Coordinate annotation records
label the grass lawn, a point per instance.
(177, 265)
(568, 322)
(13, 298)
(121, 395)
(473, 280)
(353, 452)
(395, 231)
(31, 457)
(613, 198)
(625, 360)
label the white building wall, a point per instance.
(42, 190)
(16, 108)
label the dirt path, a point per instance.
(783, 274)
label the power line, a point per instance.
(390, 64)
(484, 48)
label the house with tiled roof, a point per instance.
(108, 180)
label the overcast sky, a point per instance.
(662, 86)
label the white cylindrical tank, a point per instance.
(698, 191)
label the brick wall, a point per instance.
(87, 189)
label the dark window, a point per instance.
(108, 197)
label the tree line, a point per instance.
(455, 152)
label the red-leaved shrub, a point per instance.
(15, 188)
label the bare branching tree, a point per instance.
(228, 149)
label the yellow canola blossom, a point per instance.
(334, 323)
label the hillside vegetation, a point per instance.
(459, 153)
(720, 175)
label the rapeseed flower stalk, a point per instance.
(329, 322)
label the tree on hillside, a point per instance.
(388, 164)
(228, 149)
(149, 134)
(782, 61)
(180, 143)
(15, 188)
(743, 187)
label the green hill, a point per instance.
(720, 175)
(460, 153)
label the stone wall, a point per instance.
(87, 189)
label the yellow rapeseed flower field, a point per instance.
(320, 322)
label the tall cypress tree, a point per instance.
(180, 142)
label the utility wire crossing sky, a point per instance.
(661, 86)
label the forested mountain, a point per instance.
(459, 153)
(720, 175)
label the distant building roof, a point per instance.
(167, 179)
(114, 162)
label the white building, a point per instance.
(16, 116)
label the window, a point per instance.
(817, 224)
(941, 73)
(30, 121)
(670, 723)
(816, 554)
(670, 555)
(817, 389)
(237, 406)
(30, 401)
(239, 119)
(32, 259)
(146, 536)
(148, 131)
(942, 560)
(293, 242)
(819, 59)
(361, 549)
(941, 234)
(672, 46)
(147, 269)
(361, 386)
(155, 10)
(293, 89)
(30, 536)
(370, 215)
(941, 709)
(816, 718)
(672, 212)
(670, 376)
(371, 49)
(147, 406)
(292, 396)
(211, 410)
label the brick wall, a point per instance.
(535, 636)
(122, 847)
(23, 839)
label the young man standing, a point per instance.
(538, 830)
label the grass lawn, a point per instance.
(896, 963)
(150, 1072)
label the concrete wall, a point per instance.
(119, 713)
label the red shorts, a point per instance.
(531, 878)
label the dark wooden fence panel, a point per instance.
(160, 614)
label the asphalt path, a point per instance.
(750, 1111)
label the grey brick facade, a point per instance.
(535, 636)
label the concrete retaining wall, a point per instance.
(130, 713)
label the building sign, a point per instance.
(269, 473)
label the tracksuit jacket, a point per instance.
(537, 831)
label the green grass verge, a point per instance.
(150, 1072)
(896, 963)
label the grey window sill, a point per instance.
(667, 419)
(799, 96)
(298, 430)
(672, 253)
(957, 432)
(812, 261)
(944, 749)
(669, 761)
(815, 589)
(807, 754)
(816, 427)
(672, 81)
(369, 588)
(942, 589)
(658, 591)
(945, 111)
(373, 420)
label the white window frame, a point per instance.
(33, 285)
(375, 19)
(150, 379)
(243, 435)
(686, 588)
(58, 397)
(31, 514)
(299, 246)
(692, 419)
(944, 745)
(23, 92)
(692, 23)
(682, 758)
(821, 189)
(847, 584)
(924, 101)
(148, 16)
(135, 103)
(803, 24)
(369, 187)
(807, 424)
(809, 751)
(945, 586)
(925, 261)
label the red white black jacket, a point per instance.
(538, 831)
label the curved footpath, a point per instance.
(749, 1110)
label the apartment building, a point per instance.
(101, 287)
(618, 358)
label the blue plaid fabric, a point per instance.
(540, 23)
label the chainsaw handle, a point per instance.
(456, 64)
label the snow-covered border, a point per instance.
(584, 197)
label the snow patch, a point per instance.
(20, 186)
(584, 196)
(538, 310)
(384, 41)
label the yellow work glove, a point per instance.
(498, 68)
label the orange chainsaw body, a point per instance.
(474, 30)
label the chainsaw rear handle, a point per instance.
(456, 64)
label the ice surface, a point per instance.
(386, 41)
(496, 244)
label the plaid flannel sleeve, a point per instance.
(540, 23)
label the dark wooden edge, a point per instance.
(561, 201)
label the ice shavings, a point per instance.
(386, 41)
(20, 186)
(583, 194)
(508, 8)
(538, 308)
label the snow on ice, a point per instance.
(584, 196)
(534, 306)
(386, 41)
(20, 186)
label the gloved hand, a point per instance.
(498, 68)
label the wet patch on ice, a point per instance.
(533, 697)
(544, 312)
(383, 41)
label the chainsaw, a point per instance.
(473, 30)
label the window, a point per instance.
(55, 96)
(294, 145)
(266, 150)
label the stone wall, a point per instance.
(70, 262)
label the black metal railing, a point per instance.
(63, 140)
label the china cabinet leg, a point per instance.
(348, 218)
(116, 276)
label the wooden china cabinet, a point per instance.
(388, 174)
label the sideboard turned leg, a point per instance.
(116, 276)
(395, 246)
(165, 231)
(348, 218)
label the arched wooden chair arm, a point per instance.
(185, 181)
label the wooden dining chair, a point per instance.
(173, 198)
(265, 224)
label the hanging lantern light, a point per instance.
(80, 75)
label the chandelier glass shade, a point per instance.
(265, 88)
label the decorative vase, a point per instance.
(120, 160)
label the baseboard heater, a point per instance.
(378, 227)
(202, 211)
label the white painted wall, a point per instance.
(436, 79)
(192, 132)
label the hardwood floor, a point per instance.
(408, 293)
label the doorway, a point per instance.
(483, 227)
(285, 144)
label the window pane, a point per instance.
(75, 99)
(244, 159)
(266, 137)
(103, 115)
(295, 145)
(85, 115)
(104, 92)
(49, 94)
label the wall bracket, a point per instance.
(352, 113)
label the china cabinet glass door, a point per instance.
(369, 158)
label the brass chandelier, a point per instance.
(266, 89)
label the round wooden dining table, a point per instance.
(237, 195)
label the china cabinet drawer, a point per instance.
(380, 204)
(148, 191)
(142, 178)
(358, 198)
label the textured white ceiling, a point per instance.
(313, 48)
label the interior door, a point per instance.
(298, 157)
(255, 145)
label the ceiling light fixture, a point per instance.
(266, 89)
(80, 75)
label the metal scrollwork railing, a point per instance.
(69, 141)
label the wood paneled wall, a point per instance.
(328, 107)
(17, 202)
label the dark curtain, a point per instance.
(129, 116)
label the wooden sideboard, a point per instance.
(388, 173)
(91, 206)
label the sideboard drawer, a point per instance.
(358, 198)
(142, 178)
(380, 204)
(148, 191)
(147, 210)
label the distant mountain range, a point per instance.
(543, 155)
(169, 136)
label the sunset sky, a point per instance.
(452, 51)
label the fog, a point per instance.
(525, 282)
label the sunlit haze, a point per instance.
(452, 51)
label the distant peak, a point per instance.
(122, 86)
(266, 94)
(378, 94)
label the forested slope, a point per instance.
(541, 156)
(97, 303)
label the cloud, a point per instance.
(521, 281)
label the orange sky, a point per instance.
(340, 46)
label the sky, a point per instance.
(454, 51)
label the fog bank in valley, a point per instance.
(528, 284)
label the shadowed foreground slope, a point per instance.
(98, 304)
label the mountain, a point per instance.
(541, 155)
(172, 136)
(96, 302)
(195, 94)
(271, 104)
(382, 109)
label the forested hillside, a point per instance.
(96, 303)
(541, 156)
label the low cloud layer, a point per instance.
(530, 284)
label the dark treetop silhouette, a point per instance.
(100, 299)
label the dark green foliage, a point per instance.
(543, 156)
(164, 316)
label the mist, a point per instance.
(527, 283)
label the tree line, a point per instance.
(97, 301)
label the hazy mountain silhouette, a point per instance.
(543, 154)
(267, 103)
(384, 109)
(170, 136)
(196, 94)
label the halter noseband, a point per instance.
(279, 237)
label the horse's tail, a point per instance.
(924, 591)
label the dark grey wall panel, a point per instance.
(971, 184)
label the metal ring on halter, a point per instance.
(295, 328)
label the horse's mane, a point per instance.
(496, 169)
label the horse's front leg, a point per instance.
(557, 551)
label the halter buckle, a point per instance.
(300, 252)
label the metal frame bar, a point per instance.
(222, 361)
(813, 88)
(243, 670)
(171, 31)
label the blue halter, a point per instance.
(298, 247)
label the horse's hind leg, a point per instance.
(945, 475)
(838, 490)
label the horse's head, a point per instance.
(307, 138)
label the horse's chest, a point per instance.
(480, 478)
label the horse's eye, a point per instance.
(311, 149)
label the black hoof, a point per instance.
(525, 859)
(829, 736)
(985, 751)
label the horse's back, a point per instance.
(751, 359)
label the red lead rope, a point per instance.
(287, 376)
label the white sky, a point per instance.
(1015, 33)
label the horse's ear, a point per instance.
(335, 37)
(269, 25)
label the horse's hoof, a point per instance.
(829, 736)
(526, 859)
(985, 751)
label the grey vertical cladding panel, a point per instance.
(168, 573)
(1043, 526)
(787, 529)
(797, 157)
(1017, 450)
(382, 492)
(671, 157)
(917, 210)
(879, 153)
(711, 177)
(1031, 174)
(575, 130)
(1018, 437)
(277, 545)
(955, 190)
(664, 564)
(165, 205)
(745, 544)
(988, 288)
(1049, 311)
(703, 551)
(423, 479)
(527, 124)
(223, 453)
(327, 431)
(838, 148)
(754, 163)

Aim of the exercise: Please print the data from the line that contains "label the forested mountain, a" through the line that contains "(750, 1111)", including both of those lines, reproducing each line unchanged.

Answer for this exercise:
label the forested mountain, a point per instance.
(459, 153)
(720, 175)
label the distant building roof, a point per instance.
(167, 179)
(114, 162)
label the white building, a point per instance.
(16, 116)
label the window, a point per instance.
(817, 224)
(941, 73)
(30, 121)
(670, 723)
(816, 554)
(670, 555)
(817, 389)
(237, 406)
(30, 401)
(239, 119)
(32, 259)
(146, 536)
(148, 131)
(942, 560)
(293, 242)
(819, 59)
(361, 549)
(941, 234)
(672, 46)
(147, 269)
(361, 386)
(155, 10)
(293, 89)
(30, 536)
(370, 215)
(941, 709)
(816, 718)
(672, 212)
(670, 376)
(371, 49)
(147, 406)
(292, 396)
(211, 410)
label the brick wall, a point per instance.
(535, 636)
(122, 847)
(23, 839)
label the young man standing, a point per instance.
(538, 830)
label the grass lawn, a point per instance.
(896, 963)
(150, 1072)
label the concrete wall, a point per instance.
(119, 713)
label the red shorts, a point per instance.
(531, 878)
label the dark wooden fence panel, a point per instance.
(160, 614)
label the asphalt path, a point per instance.
(750, 1111)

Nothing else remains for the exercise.